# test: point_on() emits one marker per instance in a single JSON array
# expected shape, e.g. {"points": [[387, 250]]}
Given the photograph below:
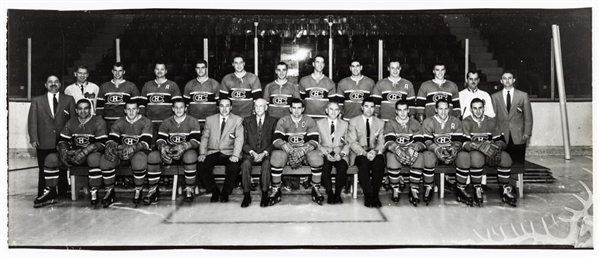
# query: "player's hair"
{"points": [[321, 56], [368, 99], [441, 100], [281, 63], [238, 56], [477, 100], [84, 100], [297, 100], [401, 102], [177, 100], [202, 62], [473, 72], [82, 67]]}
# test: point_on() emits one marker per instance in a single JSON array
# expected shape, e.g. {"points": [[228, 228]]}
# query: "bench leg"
{"points": [[355, 186], [442, 183], [73, 189], [174, 193], [520, 185]]}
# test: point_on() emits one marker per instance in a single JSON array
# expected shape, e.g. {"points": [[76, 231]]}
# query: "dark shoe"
{"points": [[507, 197], [48, 197], [413, 196], [463, 196], [109, 198], [247, 200], [428, 195], [316, 195], [264, 199], [151, 197], [275, 196], [215, 195], [368, 200], [376, 203], [94, 197], [330, 198], [396, 195], [224, 197], [478, 195], [137, 197], [189, 195]]}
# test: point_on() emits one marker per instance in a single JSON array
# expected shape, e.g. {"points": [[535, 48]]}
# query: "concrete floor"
{"points": [[556, 215]]}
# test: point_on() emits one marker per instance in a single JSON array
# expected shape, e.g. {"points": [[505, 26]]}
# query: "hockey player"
{"points": [[241, 88], [404, 142], [280, 93], [335, 149], [390, 90], [113, 95], [157, 96], [178, 141], [128, 144], [317, 90], [431, 91], [202, 94], [81, 143], [296, 139], [352, 90], [486, 142], [444, 137]]}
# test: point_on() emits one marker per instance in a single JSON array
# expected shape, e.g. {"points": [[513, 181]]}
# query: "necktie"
{"points": [[332, 131], [508, 101], [368, 134], [54, 103], [223, 126]]}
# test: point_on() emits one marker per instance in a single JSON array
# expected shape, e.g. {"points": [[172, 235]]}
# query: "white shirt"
{"points": [[466, 96], [512, 94], [89, 88], [51, 101]]}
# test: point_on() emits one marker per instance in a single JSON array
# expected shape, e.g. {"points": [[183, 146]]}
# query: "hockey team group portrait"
{"points": [[384, 129]]}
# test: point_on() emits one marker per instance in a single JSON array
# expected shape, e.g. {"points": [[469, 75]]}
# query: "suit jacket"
{"points": [[340, 141], [251, 137], [45, 128], [519, 120], [357, 135], [230, 142]]}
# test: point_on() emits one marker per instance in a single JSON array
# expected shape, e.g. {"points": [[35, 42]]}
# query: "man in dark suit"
{"points": [[258, 145], [222, 142], [365, 136], [513, 112], [48, 115]]}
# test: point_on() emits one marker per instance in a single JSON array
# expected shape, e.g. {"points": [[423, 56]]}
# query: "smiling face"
{"points": [[52, 84]]}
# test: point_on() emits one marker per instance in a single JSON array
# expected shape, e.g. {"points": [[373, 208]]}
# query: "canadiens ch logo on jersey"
{"points": [[176, 138], [130, 140], [238, 94], [356, 96], [279, 100], [317, 94], [296, 139], [201, 97], [157, 99], [443, 139], [115, 99], [394, 96], [81, 140]]}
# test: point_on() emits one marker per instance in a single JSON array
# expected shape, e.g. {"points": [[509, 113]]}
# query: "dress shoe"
{"points": [[215, 195], [247, 200]]}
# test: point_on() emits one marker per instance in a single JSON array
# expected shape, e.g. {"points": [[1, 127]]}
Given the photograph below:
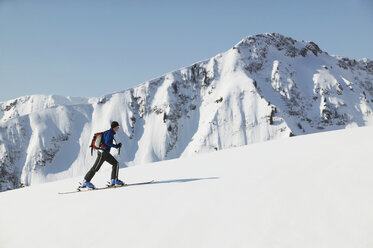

● WHAT YOU SHOULD DO
Show every line of the data above that contains the word "hockey". Copy each line in full.

● FULL OUTPUT
# query: "hockey player"
# query: "hockey team group portrait"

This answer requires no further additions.